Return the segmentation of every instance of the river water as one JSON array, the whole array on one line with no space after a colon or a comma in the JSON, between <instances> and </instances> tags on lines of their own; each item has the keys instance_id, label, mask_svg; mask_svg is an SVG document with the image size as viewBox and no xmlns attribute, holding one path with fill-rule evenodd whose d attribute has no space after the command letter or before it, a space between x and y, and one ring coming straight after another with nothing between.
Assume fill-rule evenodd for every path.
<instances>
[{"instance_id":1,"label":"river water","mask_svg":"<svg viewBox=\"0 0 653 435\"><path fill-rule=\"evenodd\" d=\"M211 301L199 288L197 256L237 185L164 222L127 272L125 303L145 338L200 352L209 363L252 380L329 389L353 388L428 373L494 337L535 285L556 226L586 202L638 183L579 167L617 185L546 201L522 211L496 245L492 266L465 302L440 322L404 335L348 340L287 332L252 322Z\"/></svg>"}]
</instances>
- - -
Task statement: Copy each item above character for character, keeping every line exactly as it stands.

Solution for this task:
Return the segmentation of every instance of the river water as one JSON array, the whole array on one line with no space after a colon or a comma in the JSON, between <instances> and </instances> tags on lines of their own; each item has the keys instance_id, label, mask_svg; mask_svg is an SVG document with the image size as viewBox and no xmlns attribute, holding one path with fill-rule evenodd whose d attribute has no space after the command letter or before it, a space between x and y, and one ring coming straight after another with nothing between.
Assume fill-rule evenodd for every path.
<instances>
[{"instance_id":1,"label":"river water","mask_svg":"<svg viewBox=\"0 0 653 435\"><path fill-rule=\"evenodd\" d=\"M211 301L199 288L197 256L237 185L164 222L127 272L125 303L145 338L200 352L209 363L252 380L329 389L353 388L428 373L494 337L535 285L556 226L586 202L638 183L579 167L617 185L546 201L522 211L496 245L492 266L465 302L440 322L404 335L348 340L287 332L252 322Z\"/></svg>"}]
</instances>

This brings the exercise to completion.